[Spatial annotation records]
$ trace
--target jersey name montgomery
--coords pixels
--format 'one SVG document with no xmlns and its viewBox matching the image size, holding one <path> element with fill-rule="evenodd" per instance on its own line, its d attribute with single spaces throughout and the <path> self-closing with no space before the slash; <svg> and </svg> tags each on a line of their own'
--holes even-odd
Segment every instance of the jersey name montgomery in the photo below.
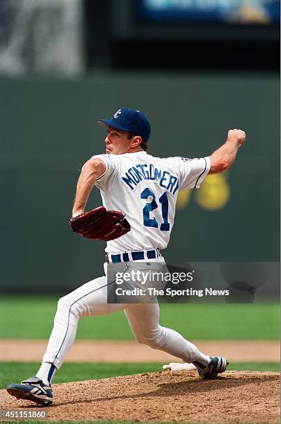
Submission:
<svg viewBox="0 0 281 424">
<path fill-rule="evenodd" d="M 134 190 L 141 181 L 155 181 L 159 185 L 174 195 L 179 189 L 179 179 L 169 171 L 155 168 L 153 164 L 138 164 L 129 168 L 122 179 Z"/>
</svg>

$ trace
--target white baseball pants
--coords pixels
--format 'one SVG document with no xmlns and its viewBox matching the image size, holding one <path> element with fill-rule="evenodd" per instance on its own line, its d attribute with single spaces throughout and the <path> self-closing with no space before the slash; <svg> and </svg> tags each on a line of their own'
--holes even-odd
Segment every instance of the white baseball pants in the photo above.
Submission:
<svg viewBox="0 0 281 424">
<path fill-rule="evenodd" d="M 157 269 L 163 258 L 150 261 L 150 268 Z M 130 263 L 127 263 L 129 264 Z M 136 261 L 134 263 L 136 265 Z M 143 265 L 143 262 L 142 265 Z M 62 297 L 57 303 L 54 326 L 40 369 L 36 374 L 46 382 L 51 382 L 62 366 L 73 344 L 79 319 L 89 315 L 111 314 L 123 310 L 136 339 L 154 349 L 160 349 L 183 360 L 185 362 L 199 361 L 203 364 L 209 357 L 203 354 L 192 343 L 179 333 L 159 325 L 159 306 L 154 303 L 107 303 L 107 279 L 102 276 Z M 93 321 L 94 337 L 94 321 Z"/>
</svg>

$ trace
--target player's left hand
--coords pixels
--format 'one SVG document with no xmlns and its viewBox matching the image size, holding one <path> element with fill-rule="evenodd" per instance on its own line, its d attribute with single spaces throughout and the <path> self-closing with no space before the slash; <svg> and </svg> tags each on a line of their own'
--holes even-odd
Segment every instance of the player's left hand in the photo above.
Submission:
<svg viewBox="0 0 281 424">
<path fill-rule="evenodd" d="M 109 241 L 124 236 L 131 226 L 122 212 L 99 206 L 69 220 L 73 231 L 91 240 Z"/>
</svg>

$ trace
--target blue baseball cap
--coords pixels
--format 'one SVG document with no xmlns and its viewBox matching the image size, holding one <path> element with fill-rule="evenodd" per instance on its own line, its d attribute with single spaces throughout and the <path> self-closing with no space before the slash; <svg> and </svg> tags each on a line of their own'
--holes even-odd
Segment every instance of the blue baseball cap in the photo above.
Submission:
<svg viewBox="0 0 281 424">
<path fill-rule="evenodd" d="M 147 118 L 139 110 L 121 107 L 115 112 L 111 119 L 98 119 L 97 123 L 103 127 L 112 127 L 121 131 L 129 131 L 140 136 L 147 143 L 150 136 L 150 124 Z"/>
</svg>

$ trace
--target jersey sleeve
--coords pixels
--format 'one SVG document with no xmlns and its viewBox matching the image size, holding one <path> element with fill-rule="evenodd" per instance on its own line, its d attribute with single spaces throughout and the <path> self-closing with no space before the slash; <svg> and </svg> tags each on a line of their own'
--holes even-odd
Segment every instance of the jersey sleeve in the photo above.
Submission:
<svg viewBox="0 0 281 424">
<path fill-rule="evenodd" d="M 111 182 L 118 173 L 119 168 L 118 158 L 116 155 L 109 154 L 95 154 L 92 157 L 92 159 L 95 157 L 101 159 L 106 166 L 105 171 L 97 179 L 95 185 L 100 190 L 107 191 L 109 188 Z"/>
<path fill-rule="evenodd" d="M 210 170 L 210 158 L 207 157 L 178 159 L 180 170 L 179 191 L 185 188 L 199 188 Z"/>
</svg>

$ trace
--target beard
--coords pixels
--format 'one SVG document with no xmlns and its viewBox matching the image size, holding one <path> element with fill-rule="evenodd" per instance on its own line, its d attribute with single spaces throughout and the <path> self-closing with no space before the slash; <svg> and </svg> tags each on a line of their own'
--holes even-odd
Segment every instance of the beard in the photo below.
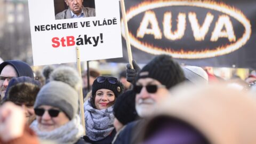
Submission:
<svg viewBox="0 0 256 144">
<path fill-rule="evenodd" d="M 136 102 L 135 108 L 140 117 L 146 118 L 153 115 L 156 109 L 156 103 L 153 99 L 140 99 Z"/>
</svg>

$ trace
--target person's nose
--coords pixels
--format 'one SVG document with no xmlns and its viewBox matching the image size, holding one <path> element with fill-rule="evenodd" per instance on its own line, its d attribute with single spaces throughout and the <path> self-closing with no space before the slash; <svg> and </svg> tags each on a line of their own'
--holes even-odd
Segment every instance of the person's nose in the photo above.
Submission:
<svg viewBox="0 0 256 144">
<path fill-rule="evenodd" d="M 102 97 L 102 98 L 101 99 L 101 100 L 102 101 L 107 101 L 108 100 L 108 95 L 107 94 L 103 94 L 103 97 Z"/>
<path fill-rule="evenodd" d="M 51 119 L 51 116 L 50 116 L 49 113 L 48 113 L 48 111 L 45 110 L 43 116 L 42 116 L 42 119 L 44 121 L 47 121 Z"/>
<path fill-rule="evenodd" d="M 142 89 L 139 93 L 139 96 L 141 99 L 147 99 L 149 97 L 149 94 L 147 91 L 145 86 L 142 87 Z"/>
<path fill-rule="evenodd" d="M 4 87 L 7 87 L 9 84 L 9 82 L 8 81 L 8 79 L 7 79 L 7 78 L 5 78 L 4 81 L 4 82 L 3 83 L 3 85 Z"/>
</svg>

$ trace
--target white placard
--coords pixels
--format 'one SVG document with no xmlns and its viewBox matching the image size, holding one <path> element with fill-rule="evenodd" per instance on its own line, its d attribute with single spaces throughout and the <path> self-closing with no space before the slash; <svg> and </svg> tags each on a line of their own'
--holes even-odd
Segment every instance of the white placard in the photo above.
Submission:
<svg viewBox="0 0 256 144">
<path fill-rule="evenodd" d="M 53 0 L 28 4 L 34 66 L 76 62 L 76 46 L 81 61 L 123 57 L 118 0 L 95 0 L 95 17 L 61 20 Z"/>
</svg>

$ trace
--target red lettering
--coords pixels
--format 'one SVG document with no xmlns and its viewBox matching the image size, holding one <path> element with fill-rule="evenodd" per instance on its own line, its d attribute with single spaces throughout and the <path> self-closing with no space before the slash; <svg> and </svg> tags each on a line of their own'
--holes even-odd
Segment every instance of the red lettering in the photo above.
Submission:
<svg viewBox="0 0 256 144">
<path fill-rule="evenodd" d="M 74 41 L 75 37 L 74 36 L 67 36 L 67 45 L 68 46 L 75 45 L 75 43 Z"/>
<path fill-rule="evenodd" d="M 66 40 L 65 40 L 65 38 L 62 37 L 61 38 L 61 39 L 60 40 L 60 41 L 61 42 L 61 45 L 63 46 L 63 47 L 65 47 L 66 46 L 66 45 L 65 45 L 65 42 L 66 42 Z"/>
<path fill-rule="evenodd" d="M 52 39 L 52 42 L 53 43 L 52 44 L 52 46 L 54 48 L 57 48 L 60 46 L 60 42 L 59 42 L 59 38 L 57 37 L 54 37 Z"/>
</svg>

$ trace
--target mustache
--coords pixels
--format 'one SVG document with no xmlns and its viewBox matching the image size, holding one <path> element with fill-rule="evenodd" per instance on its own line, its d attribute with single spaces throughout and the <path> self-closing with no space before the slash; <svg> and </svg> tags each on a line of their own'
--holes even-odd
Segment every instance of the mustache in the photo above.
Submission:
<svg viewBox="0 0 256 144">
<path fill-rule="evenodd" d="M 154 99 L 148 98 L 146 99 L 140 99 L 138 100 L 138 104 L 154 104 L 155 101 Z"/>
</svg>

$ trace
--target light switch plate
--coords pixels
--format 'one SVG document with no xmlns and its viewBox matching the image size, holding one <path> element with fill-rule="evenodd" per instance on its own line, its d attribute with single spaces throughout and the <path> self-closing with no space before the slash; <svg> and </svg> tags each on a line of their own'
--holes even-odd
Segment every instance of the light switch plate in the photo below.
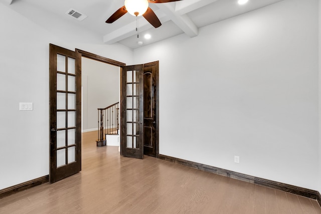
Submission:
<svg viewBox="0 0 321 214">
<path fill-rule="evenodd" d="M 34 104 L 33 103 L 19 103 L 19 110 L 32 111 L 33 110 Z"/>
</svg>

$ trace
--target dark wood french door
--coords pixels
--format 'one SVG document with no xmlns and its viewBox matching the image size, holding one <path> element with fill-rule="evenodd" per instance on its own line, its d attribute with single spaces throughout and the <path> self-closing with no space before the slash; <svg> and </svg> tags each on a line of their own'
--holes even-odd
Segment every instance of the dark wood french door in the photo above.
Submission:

Problem statement - Pull out every line of the records that contains the word "pants" and copy each one.

Task response -
--target white baseball pants
Segment every instance of the white baseball pants in the photo above.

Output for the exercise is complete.